Only the lines from the line holding "Question. The picture above shows the hand holding" to the last line should be output, each exactly as given.

===============

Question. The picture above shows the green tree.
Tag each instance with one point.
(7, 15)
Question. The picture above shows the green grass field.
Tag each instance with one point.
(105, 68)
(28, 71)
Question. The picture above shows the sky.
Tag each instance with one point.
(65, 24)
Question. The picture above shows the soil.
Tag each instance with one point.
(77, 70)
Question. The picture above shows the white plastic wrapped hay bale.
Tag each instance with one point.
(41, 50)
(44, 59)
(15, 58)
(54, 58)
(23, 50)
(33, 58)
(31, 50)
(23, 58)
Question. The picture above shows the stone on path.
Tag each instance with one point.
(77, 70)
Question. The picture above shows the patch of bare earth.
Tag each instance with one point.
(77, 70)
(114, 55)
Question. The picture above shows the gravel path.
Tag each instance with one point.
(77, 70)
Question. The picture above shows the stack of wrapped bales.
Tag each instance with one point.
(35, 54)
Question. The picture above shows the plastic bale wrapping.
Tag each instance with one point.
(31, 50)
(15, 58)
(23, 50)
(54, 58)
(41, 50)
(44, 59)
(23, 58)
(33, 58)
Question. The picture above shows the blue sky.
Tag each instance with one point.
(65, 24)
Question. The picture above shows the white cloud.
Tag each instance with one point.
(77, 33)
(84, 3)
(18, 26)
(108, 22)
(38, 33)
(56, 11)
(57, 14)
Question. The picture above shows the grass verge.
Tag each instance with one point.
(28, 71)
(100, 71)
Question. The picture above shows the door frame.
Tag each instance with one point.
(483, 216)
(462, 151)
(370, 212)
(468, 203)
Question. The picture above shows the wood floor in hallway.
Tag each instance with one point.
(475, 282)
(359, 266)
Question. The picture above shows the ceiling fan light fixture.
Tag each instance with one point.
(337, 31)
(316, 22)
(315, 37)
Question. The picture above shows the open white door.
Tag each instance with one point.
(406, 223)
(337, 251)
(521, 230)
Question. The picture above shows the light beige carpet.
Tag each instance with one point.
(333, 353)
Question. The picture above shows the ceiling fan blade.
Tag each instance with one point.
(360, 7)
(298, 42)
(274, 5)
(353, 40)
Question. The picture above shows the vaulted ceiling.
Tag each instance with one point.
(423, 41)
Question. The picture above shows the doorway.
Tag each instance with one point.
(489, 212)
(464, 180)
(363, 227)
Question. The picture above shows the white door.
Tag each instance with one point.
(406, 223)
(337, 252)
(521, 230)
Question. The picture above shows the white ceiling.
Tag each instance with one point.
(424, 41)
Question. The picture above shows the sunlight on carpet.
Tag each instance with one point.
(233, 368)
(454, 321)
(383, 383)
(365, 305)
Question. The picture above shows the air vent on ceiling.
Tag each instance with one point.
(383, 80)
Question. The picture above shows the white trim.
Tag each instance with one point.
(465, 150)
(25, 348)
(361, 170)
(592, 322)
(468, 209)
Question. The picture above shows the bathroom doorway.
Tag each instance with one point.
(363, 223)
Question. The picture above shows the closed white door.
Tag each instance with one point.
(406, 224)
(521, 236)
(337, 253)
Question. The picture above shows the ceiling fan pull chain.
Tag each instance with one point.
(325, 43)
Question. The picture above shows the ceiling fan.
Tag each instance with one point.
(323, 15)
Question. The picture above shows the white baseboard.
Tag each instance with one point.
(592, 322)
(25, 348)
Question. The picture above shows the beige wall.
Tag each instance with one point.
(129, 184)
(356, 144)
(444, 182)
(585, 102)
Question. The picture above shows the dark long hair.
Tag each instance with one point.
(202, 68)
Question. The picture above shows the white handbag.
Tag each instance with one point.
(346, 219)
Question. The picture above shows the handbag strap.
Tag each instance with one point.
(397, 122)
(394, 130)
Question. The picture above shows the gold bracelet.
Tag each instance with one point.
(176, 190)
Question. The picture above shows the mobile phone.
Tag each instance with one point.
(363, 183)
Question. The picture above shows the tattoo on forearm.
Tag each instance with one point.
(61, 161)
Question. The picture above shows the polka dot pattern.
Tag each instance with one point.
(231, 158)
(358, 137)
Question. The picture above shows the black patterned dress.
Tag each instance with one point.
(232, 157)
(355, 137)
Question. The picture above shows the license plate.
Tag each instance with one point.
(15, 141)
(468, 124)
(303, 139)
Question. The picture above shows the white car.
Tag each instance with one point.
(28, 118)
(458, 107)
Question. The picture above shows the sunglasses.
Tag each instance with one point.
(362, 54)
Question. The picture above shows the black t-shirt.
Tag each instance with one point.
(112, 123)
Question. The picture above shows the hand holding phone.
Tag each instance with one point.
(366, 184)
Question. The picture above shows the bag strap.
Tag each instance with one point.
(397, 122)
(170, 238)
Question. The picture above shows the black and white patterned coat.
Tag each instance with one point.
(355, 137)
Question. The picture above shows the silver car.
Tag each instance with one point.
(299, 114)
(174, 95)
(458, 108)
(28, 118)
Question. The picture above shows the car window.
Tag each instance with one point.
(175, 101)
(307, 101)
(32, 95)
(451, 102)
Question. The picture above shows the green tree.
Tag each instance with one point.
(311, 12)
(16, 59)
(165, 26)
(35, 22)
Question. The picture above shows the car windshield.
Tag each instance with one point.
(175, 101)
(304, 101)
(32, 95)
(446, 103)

===============

▶ _Solution below_
Question. The picture above shows the hand holding phone.
Tag each instance with one point.
(366, 184)
Question. The picture above shows the bag strap.
Tag each instance with one point.
(397, 122)
(170, 238)
Question. The picture above shows the black and white patterned coat.
Tag each instance with one point.
(355, 137)
Question. The picture above shows the silver car.
Tag each instance with one point.
(299, 114)
(174, 95)
(458, 108)
(28, 118)
Question. The picture above shows the car window.
Tag each instance with one point.
(175, 101)
(307, 101)
(32, 95)
(451, 102)
Question. The picture above shows the green tree.
Tag each instance with one point.
(311, 12)
(16, 59)
(165, 26)
(35, 22)
Question. The picture above shows the car windshield.
Tag each instance with one point.
(175, 101)
(304, 101)
(32, 95)
(446, 103)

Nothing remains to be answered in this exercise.